▶ **Your task**: Reproduce only the lines of the rows below, from the line with "Could you point at the man in orange" up to and including the last line of the rows, requests included. Multiply each answer point coordinate by 1.65 and round to whole numbers, halves up, leaving all other numbers unchanged.

▶ **Records for the task**:
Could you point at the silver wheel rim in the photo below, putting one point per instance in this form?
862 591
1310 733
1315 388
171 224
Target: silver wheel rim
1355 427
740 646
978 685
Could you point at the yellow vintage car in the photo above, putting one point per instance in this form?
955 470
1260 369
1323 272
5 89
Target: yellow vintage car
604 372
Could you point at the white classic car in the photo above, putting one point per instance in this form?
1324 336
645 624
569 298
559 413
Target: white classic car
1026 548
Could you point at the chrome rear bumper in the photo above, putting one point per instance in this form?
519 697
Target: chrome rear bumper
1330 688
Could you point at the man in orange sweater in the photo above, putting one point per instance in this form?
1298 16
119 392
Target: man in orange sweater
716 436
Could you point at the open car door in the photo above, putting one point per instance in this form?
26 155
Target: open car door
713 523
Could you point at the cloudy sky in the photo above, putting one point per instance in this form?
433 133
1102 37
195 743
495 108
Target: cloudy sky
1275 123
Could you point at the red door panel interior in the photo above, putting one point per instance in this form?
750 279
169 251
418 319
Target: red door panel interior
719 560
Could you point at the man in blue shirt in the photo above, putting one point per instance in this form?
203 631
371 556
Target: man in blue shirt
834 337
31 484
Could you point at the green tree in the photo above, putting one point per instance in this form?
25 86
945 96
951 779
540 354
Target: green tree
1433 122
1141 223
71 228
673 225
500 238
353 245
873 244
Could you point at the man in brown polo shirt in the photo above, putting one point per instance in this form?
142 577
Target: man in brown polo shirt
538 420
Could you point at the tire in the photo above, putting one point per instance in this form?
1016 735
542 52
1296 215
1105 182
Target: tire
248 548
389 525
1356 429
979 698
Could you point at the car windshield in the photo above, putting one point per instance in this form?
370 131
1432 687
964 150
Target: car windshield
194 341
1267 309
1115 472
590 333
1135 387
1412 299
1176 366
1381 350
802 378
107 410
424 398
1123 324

▶ **The reply**:
Could you point at the man in orange sweater in the photo above, putting one point per instance in this form?
1298 16
119 392
Target: man in orange sweater
1181 719
Could you point at the open car door in the photo above, putting one point per instance in this form?
26 155
Target: open car door
1176 863
Could you point at the cloudy sky in the photo above, putting one point per instance in this form?
433 133
1102 37
195 743
495 108
Target: cloudy sky
2104 203
Could you point at the red door panel interior in the photo above, putting one point per instance in this form?
750 279
169 251
418 319
Target: red door panel interior
1186 924
Could you point at the man in blue shirt in the photo above, putting one point per instance in this form?
203 631
371 556
Target: man in blue shirt
1376 556
51 799
Could you point at the green tree in the photo above, putting one point per instance in this form?
25 86
945 96
951 779
540 354
Target: green tree
2364 201
1883 368
117 376
1110 371
825 393
582 404
1440 403
Could you point at the man in brown polo shirt in the photo above, putting one point per instance in this form?
142 577
Target: man in brown polo shirt
888 693
Could you point at the tire in the photo above, putting one point per instance in this form?
1016 735
542 52
1296 215
1105 182
Target: tire
409 904
642 866
2237 708
1615 1152
Could you point at the car windshield in the photo above, putting one point per instance in this form?
370 131
1432 687
964 150
Target: car windshield
320 563
2091 510
1840 779
974 549
1873 639
2330 493
1940 604
2279 578
1323 624
177 677
700 657
1853 535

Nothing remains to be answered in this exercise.